**Text segment:**

^^^^

These recommendations will ultimately help the GST produce outputs that carry political weight, and in turn enhance the legitimacy of the Paris Agreement overall. We need all hands on deck to make it a reality.

Preparing for the GST in the Time of COVID-19

For the Paris Agreement to spur change at the scale and pace required, the GST will need to mobilize compelling data, generate international and domestic pressure, and create decisive political momentum. We must begin preparations for the first GST cycle now, and countries aren’t the only ones with a major role to play.

Recent stimulus packages are among the largest in history, but for truly building back better, economic recovery plans must keep the heart of the Paris Agreement beating by investing in measures that are low-carbon, resilient and inclusive.

While it is not clear how the GST will take COVID-19 recovery plans into account, the stocktake remains an important mechanism that can make sense of the nexus between climate, development and global security since  the GST’s is expected to assess countries’ efforts in the context of sustainable development and on the basis of equity.

^^^^

**Records provided:**
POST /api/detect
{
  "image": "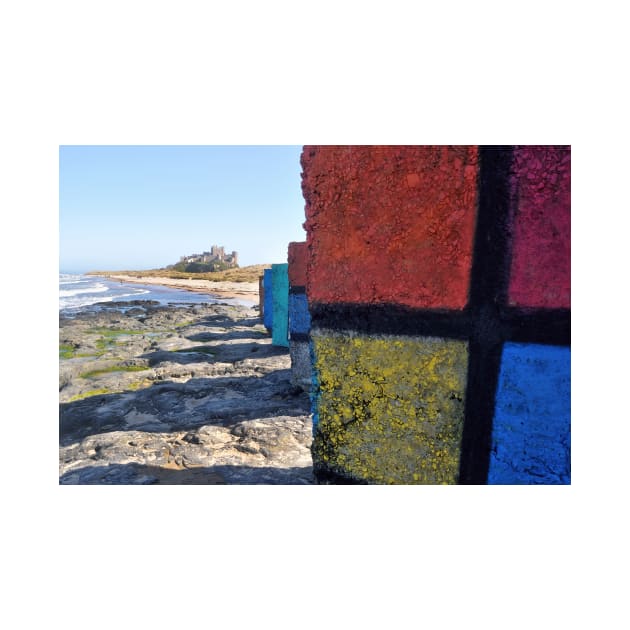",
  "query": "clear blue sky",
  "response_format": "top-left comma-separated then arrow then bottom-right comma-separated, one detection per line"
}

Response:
59,146 -> 306,272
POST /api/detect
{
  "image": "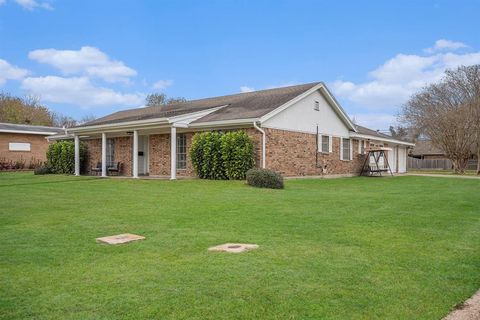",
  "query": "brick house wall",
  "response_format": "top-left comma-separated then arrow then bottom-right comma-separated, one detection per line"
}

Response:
0,132 -> 48,166
264,128 -> 365,176
80,128 -> 365,177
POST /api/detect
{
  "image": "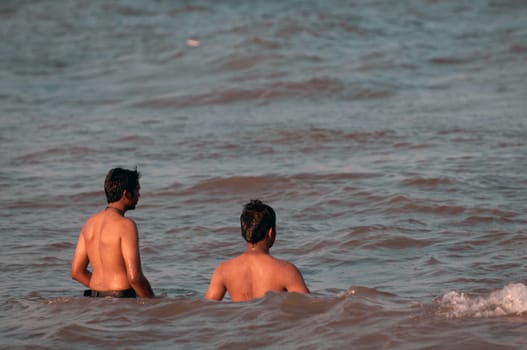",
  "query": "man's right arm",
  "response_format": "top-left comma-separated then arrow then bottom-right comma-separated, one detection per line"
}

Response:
121,219 -> 154,298
205,265 -> 227,301
70,231 -> 91,288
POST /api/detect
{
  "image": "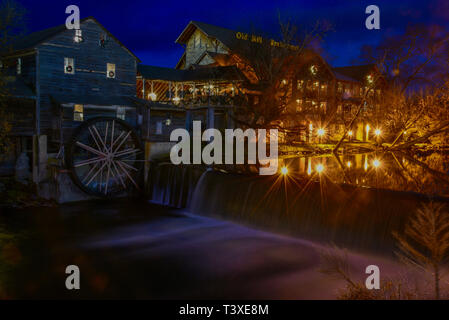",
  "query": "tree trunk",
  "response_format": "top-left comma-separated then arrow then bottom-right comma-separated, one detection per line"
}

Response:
433,265 -> 440,300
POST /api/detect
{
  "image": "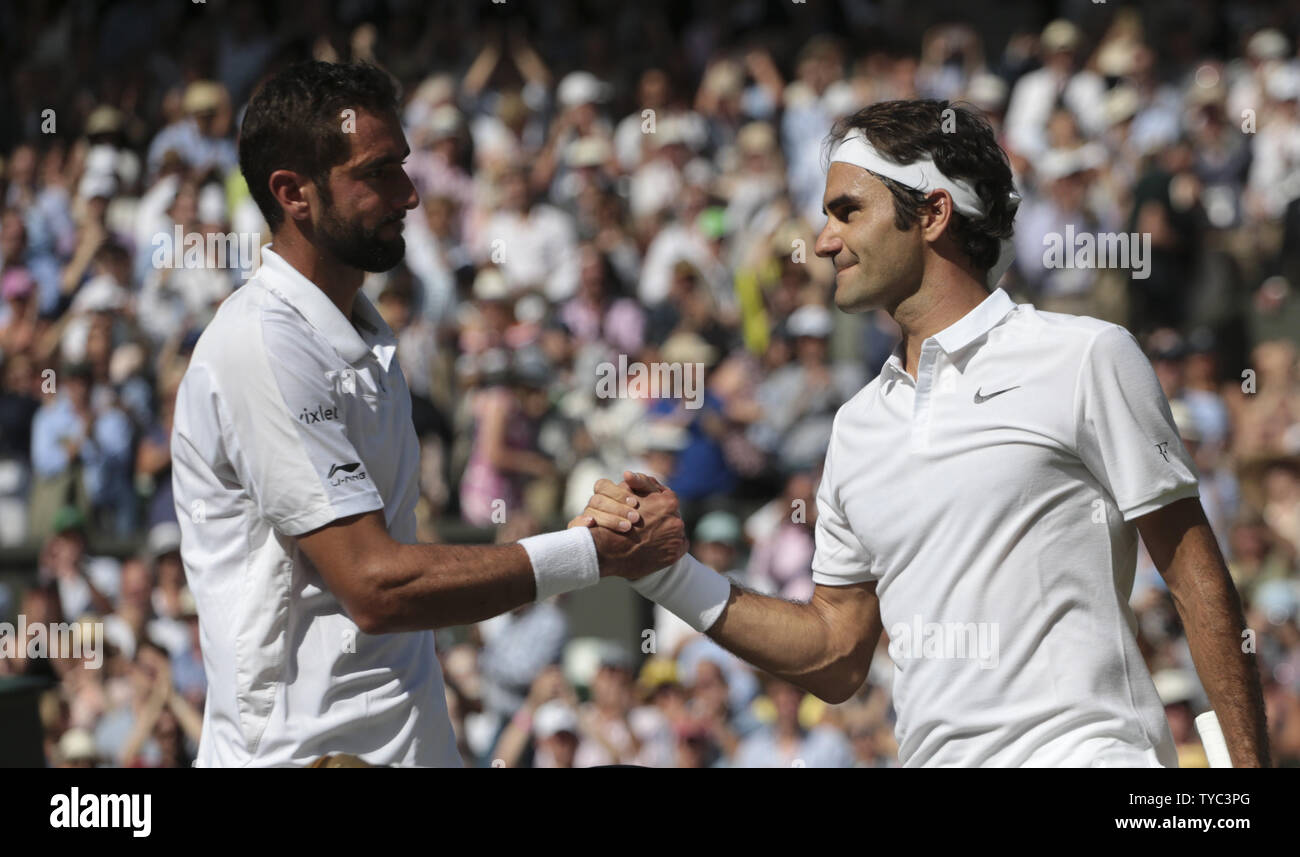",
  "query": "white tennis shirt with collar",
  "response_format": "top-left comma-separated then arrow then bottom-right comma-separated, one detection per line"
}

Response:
172,246 -> 462,767
813,289 -> 1197,767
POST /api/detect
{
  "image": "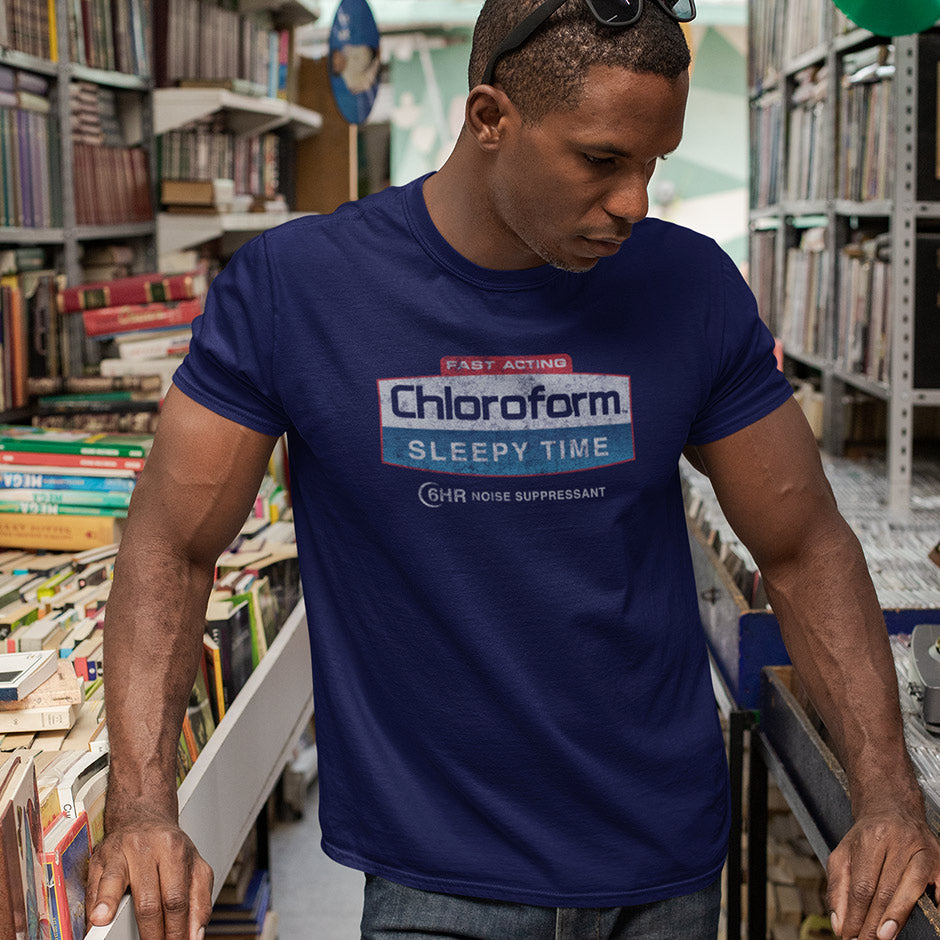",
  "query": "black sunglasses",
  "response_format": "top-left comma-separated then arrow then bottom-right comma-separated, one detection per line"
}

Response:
481,0 -> 695,85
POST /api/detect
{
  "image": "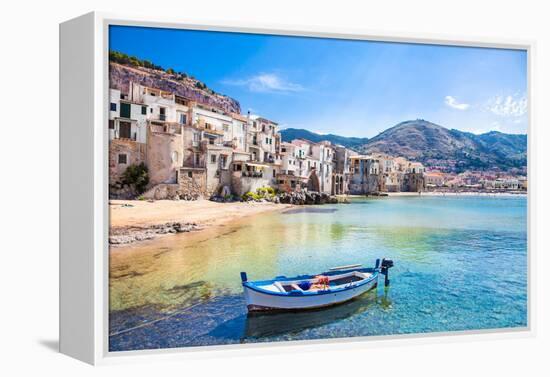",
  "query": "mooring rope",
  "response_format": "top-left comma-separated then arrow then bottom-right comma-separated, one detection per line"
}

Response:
109,300 -> 209,337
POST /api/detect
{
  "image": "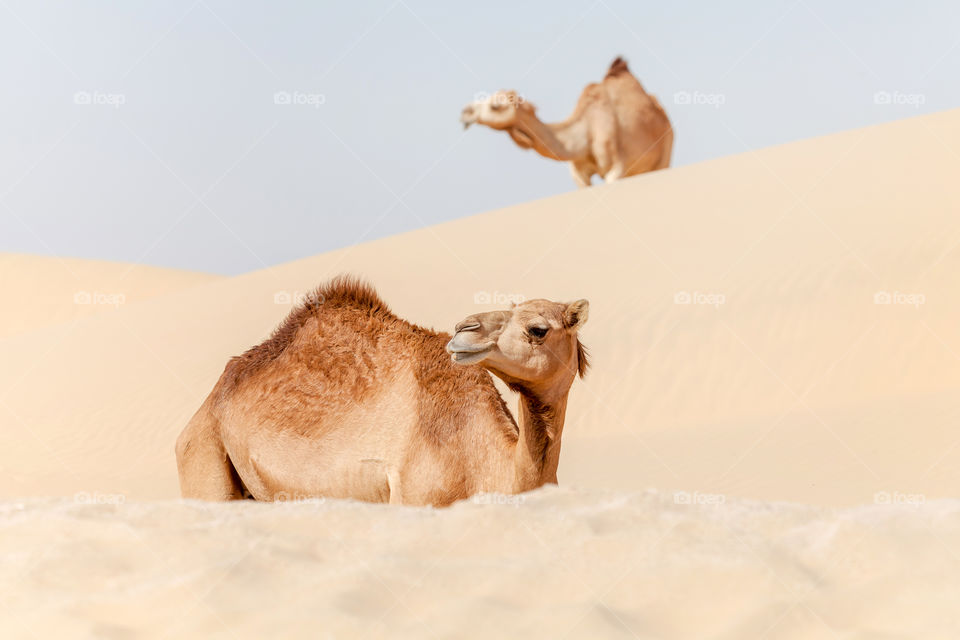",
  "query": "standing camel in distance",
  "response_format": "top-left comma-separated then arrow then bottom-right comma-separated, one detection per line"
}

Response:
460,58 -> 673,187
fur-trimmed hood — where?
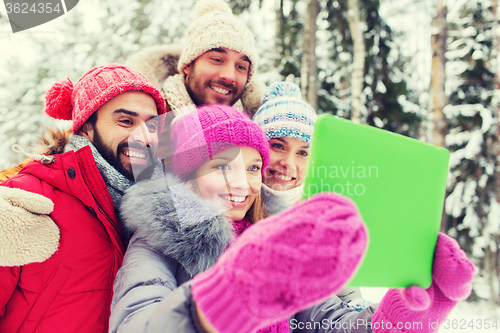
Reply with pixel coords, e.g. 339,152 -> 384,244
126,44 -> 266,118
120,174 -> 286,276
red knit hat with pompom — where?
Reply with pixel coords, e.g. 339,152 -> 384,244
45,64 -> 167,134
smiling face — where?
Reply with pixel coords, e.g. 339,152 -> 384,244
193,147 -> 262,221
79,91 -> 160,180
264,137 -> 309,191
184,48 -> 250,106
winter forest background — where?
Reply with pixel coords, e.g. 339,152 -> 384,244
0,0 -> 500,313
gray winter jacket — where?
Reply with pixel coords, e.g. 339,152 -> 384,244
109,176 -> 374,333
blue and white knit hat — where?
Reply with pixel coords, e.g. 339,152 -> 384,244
253,82 -> 318,143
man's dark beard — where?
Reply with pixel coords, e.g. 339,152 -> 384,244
185,62 -> 243,106
92,127 -> 147,181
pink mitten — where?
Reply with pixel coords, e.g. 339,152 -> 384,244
191,193 -> 368,333
372,233 -> 474,333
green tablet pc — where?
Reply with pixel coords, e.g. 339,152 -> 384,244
303,115 -> 450,288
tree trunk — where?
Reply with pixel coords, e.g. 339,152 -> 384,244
274,0 -> 285,68
300,0 -> 318,110
430,0 -> 448,148
347,0 -> 365,123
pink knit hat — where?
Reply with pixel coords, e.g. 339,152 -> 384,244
45,64 -> 167,134
171,105 -> 269,180
177,0 -> 258,81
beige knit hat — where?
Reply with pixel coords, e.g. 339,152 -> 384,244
178,0 -> 257,80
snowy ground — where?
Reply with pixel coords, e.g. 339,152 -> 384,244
361,288 -> 500,333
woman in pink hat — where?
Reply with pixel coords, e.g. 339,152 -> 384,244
110,105 -> 472,333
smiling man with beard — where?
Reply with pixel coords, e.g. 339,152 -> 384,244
0,64 -> 166,333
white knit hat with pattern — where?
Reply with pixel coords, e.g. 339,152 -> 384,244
177,0 -> 257,80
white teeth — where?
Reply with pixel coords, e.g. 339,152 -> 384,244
210,86 -> 229,95
222,195 -> 246,203
123,150 -> 146,158
274,172 -> 293,181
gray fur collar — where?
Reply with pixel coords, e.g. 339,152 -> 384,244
126,44 -> 266,118
120,174 -> 285,276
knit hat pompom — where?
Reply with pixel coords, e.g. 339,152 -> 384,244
194,0 -> 232,17
260,82 -> 302,105
177,0 -> 258,79
253,82 -> 318,143
45,78 -> 73,120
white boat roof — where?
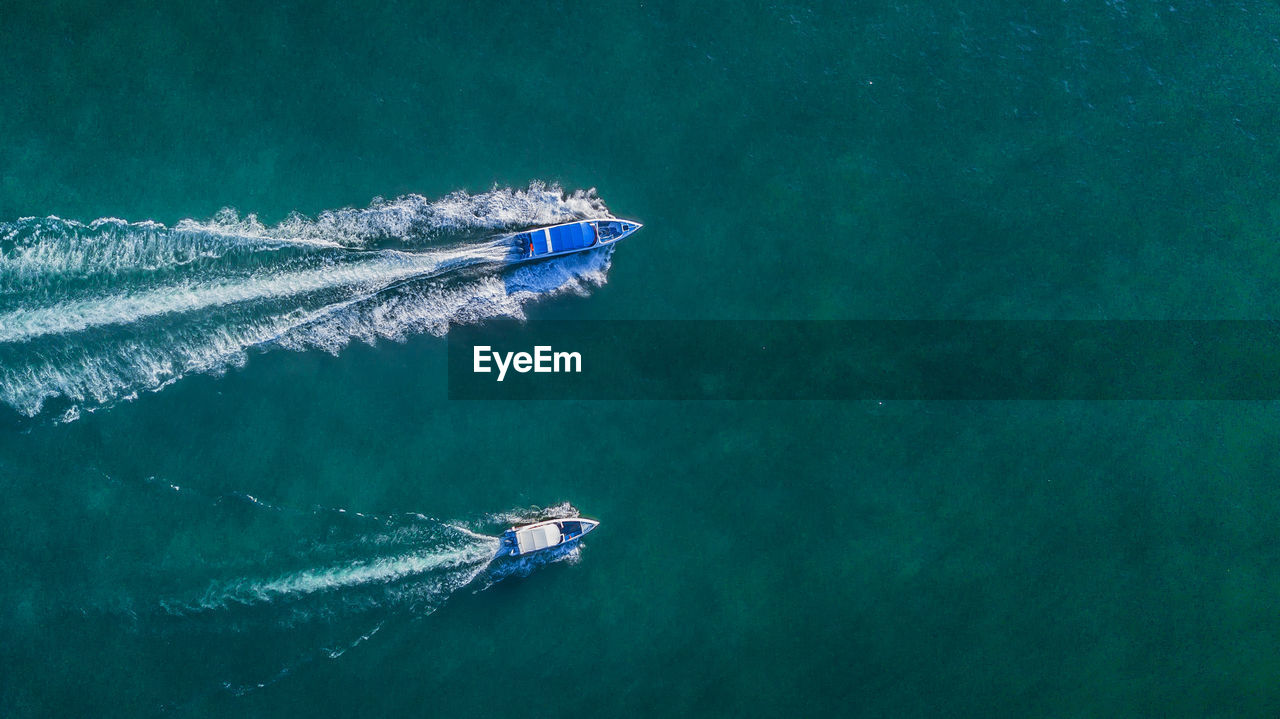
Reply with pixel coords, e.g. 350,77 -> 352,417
516,522 -> 561,554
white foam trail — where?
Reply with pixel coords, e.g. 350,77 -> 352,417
215,537 -> 499,609
0,183 -> 612,422
0,244 -> 506,342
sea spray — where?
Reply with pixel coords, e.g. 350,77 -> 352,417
128,491 -> 581,706
0,183 -> 612,421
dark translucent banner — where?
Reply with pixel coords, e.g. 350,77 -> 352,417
448,320 -> 1280,399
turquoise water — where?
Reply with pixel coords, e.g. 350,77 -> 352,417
0,1 -> 1280,716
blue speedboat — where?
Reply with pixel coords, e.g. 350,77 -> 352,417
499,517 -> 600,557
511,220 -> 634,262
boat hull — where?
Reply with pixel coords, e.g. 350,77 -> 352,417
498,517 -> 600,557
508,220 -> 634,262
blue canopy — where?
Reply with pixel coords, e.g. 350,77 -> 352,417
549,223 -> 595,252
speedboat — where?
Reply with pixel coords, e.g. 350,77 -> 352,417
502,517 -> 600,557
511,220 -> 634,262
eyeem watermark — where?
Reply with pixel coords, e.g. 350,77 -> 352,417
471,344 -> 582,383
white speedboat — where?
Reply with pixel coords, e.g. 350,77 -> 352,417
511,220 -> 634,262
502,517 -> 600,557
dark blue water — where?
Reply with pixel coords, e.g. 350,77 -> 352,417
0,1 -> 1280,718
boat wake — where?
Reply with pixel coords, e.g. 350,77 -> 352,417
127,486 -> 581,697
0,183 -> 611,420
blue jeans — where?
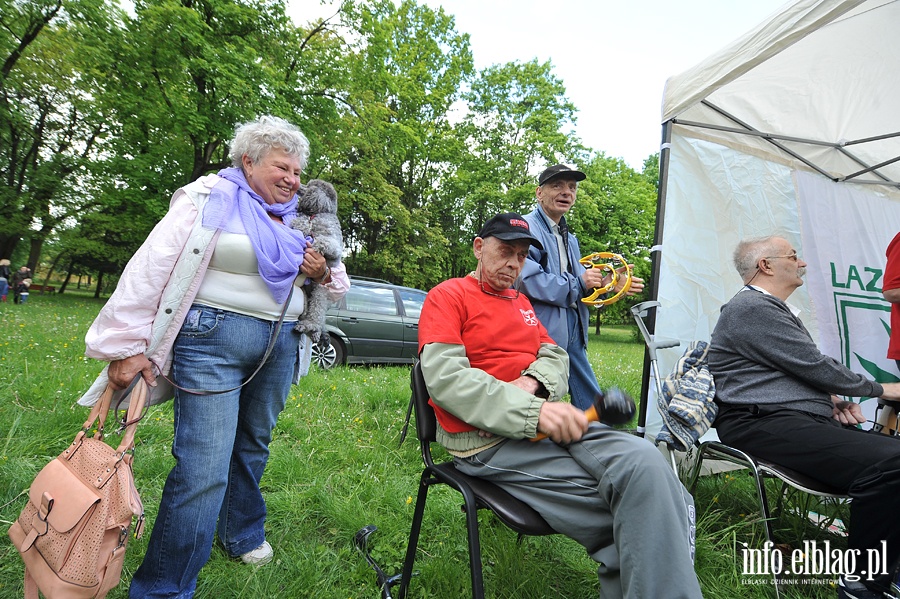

^^^^

**Directions:**
1. Condense the paragraph in the stocktake passage that begins "For the Paris Agreement to spur change" into a short bulleted list, keeping its main facts.
2. Reproduce the stocktake passage word for word between "For the Paris" and "resilient and inclusive.", inclusive.

**Answers to each task:**
1.
- For the Paris Agreement to spur change at the required scale and pace, the GST must mobilize compelling data, generate international and domestic pressure, and create decisive political momentum.
- Preparations for the first GST cycle must begin now.
- Countries are not the only ones with a major role to play.

2.
For the Paris Agreement to spur change at the scale and pace required, the GST will need to mobilize compelling data, generate international and domestic pressure, and create decisive political momentum. We must begin preparations for the first GST cycle now, and countries aren’t the only ones with a major role to play.

Recent stimulus packages are among the largest in history, but for truly building back better, economic recovery plans must keep the heart of the Paris Agreement beating by investing in measures that are low-carbon, resilient and inclusive.